SHORT PROBLEM 1
Show each line of the listing that contains the string "with".
SHORT PROBLEM 2
Continue the passage on the Double District dance installation after its final sentence.

TEXT EXCERPT

--- START ---

Double District is a virtual human-scale duet choreography, 2008.

Saburo Teshigawara developed with Volker Kuchelmeister. Conceived for ReACTOR by Jeffrey Shaw and Sarah Kenderdine.

Multiperspektive image capture constitutes a novel method of documenting the entireness of an event, by recoding it from multiple points of view. In combination with stereo/3D representation, it captures the two modalities of three-dimensional representation, perspective and depth. These modalities are then applied for display in a immersive multi screen installation, the ReActor environment.

The six-channel stereo video dance installation is configured in the ReActor system, an hexagonal projection environment offering the audience a mobile and versatile platform for sophisticated artistic and cultural manifestation and a physically immersive three-dimensional space of representation that constitutes an augmentation and amalgamation of real and virtual realities. It consists of six back projection, passive stereo (linear polarization) screens. The audience can choose to move freely around the hexagon to view individual screens or step back and watch the screens simultaneously. Each screen displays the same scene from the dance performance, specifically choreographed and recorded for this installation, in time synchronicity but from a different perspective, analogous to the architecture of the space within which it is projected.

The modality in which the dance performance was captured, mirrors the physical configuration of the installation. Six evenly distributed stereo camera pairs encircle a stage, which has similar proportions to the virtual space. Precise horizontal and vertical positioning and orientation of the camera heads is essential to recreate a believable illusion of the physical space on screens. To strengthen the imitation of real world perception on screen, the focal length of camera lenses where chosen to reflect the natural field of view of the human eye.

--- END ---

RECORDS FOR THE EXERCISE

--- START ---

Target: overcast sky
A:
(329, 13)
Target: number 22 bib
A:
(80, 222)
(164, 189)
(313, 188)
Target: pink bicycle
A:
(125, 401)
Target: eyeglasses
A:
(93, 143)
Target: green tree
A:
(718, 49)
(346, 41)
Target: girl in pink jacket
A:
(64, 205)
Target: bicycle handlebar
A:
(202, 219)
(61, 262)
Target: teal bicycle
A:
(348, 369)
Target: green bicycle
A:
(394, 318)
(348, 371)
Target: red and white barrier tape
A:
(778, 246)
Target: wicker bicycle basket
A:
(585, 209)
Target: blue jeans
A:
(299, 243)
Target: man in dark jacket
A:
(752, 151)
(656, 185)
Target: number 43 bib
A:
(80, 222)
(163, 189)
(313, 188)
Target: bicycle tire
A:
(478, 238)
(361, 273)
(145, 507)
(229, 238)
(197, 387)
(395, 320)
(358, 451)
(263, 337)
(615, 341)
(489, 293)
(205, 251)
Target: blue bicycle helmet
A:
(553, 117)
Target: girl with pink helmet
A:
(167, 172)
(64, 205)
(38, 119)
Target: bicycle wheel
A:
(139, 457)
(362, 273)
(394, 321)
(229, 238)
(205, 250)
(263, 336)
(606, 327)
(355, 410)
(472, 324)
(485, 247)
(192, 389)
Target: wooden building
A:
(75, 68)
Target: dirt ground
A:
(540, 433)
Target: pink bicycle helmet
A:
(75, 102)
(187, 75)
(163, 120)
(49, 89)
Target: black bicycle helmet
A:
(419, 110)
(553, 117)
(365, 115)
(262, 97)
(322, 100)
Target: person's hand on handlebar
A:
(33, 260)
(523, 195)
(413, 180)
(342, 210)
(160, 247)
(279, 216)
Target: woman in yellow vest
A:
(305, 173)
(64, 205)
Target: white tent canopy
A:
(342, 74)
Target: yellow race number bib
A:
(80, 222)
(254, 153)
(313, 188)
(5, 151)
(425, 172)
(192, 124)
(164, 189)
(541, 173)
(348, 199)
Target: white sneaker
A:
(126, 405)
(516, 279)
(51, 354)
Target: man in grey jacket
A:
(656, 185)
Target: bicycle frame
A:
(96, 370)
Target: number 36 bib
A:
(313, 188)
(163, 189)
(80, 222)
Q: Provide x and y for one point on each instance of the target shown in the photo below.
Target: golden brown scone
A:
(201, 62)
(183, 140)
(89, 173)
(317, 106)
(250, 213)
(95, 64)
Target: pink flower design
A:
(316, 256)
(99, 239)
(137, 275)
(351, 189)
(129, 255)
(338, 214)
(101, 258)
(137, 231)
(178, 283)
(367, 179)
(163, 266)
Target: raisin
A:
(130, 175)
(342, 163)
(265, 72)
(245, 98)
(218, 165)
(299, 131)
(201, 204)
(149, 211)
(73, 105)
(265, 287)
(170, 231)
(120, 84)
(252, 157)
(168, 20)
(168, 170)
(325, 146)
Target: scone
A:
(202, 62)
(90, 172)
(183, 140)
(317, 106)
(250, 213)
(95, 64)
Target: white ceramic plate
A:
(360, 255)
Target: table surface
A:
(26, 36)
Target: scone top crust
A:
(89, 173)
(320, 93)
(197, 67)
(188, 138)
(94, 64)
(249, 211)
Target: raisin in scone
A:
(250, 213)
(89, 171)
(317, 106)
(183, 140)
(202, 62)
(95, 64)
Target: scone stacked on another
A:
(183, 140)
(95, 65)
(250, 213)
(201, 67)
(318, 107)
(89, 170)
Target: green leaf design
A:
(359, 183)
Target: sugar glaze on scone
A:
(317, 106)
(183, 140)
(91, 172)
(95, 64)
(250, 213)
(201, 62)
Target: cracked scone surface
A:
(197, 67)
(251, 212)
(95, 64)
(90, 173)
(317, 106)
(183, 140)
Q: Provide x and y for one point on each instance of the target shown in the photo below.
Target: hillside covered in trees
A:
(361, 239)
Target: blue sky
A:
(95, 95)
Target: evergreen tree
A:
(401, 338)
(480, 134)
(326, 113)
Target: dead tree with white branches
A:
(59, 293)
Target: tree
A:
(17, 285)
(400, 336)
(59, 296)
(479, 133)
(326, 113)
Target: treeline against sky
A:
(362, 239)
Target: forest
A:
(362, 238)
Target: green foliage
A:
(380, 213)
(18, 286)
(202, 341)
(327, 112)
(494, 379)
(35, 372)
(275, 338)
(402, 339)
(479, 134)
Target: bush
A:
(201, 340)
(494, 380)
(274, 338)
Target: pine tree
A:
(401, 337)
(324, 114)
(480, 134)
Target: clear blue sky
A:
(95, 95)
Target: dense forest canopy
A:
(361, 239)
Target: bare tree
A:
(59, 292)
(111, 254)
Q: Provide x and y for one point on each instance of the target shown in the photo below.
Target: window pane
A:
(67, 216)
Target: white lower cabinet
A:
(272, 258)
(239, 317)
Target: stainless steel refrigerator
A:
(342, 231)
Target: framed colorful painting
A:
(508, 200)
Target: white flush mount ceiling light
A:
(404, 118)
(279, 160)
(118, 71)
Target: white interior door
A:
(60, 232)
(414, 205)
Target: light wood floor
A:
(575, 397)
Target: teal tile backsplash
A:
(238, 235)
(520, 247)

--- END ---

FINAL ANSWER 1
Target: girl with pink helmet
Target: dead tree with white branches

FINAL ANSWER 2
The properties of a stereo image capture system are critical for the overall quality, depth perception and the sense of reality a viewer observes. The relationship between inter-ocular distance, near and far plane, the range of subject movement, focal length and position of the zero parallax plane, all had to be defined. These parameters were generated in a theoretical mathematical model first and its values confirmed in an experimental set up. The subjective qualities of the experiment results lead to a minor adjustment of some of the parameters.

Specifically for this installation, Saburo Teshigawara and Rihoko Sato choreographed and performed multiple solos and duet scenes lasting between 30 seconds and 4 minutes long. The multiple view point capture configuration challenged Teshigawara to rethink the traditional notion of stage performance, where the audience is usually restricted to the seating area and the dancers direct their performances accordingly. In this case, the virtual observer is omni-present, and the choreographer does not have knowledge or control over the position of the audience members at any time during the performance. In addition, the relatively restricted usable space on stage and the properties of the stereo capture system influenced the choreography.

In the four day long rehearsal period, the artists established a framework by defining the aesthetics, composition, lighting design and structure of the piece. The intention was to place the performers in a black void, giving them the notion of floating in space without spatial reference for the viewer. This process required a complex lighting design, due to the modalities of the set up. In this situation, with cameras encircling the stage, it was not possible to place lights anywhere in the scene, only suspended from the ceiling and beneath the stage plane. The final lighting design comprised of a large softbox from the top centre of the stage, giving it the necessary diffuse ambient light without casting strong shadows. Additionally, two concentric rings of six directional lights from the ceiling and two rings of (diffuse and directional) from under the stage plane were added. The intensity of all the lights could be controlled allowing us to make dynamic lighting changes during a take. The linear composition of the piece was defined as a series of solos and duets in which each began and ended in total blackness. From the beginning of each take, the performers were in place on the dark stage, then the lights faded in, and the take ended with fading lights. This notion simplified the final arrangement of the segments and gave the piece its structure (final total length 17:30 min).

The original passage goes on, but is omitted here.